#### [What is expected]
Copy out every one of the following records line for line, changing nothing.

#### [Records provided]
↓↓↓
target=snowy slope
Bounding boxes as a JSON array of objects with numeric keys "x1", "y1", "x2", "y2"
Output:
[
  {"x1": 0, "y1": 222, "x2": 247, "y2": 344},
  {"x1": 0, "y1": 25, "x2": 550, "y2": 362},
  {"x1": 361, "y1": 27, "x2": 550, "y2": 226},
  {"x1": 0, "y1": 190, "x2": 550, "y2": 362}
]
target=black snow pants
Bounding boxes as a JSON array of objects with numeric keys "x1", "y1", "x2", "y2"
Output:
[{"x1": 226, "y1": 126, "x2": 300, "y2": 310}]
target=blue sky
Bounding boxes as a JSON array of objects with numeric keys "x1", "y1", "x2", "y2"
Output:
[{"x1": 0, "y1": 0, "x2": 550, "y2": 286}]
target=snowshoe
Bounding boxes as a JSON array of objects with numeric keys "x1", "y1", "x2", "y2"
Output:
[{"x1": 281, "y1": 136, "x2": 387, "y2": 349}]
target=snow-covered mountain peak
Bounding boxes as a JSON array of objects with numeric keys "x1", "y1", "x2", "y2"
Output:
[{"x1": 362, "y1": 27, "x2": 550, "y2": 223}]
↑↑↑
#### [Reply]
target=snowy slope
Bounding boxes as a JSON array of objects with numeric keys "x1", "y1", "x2", "y2"
Output:
[
  {"x1": 0, "y1": 222, "x2": 247, "y2": 344},
  {"x1": 0, "y1": 25, "x2": 550, "y2": 362},
  {"x1": 361, "y1": 27, "x2": 550, "y2": 226},
  {"x1": 0, "y1": 190, "x2": 550, "y2": 362}
]
target=black snow pants
Bounding boxes as a JSON array of objects with numeric keys "x1", "y1", "x2", "y2"
Output:
[{"x1": 226, "y1": 126, "x2": 300, "y2": 310}]
target=blue sky
Bounding boxes as a JSON array of objects with numeric keys "x1", "y1", "x2", "y2"
Output:
[{"x1": 0, "y1": 0, "x2": 550, "y2": 286}]
target=snowshoe
Bounding boxes as a JSON array of objects with numeric keys "x1", "y1", "x2", "y2"
Output:
[{"x1": 281, "y1": 136, "x2": 387, "y2": 349}]
target=snow-covered mountain peak
Bounding boxes as a JSON array of objects with numeric keys "x1", "y1", "x2", "y2"
Output:
[{"x1": 362, "y1": 27, "x2": 550, "y2": 223}]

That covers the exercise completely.